SOURCE EXTRACT:
What Richard Brautigan is trying to say is not exactly spelled out in the titles of his books: Trout Fishing in America, A Confederate General From Big Sur, or, his latest, The Tokyo-Montana Express, published by Seymour Lawrence/Delacorte Press this week. Could the author of that title be kidding?

Speaking on the telephone from his small ranch near Livingston, Montana (pop. 7,000), some 40 miles north of Yellowstone National Park, Mr. Brautigan made it all reasonably clear.

"I live in Montana and I'm frequently in Tokyo and in San Francisco. One day I'm here, the next day I'm there. The novel is arranged like a train trip. There are stops along the way, and the 'I' in the story is the voice of the stations along the tracks of the Tokyo-Montana Express. Each chapter is separated by a photo of a medallion of the last coal-burning train that I saw in the transportation museum in Tokyo. I get a lot of my work done at the ranch. There's isolation here, a beautiful relationship to the fierce, stark, hugeness of the land. And I find a kinship between Montana and Japan; the people are dynamic in both places."

What about those offbeat titles? Mr. Brautigan said he invents them because they're interesting to him, which is reason enough if your novels attract an underground audience.

"I started out writing poetry for eight years. I felt that until I could write a sentence, I couldn't write a novel. Then I began writing novels. Trout Fishing went through 15 drafts, and this novel took three years. I write quickly, but think about things for about 20 years. Now, at 45, I feel that I'm maturing and weathering. The weather is very nice in Montana."

SOURCE MATERIAL:

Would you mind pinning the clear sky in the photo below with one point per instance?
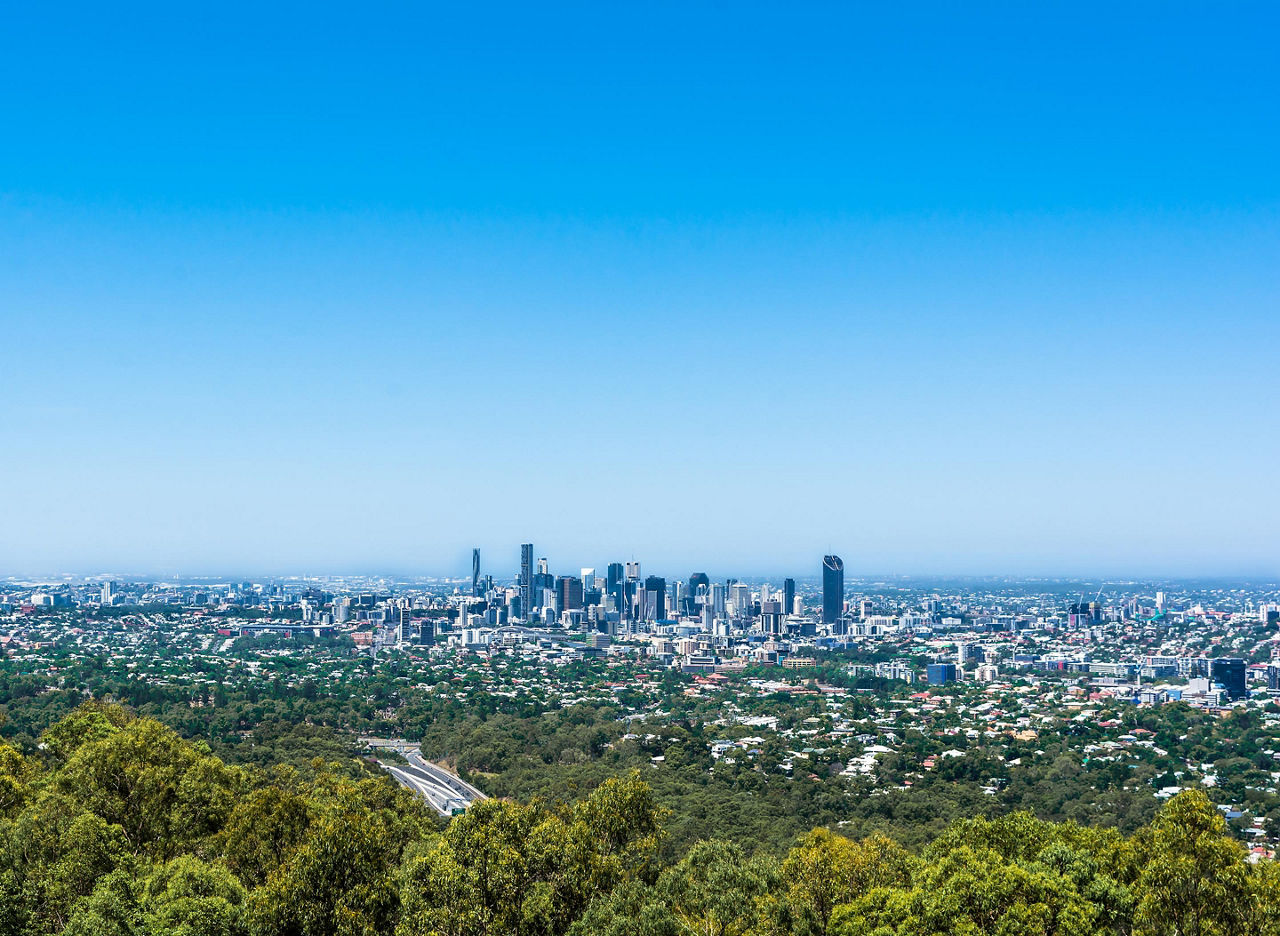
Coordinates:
(951, 288)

TASKS TO PERFORM:
• a. In the Brautigan article, write out the passage between "What about those" and "an underground audience.", inclusive.
• b. Answer these from the Brautigan article:
(i) Where was Brautigan when he spoke on the telephone?
(ii) For how many years did he write poetry before turning to novels?
(iii) How many drafts did Trout Fishing go through?

SOLUTIONS BELOW:
• a.
What about those offbeat titles? Mr. Brautigan said he invents them because they're interesting to him, which is reason enough if your novels attract an underground audience.

• b.
(i) At his small ranch near Livingston, Montana.
(ii) Eight years.
(iii) 15 drafts.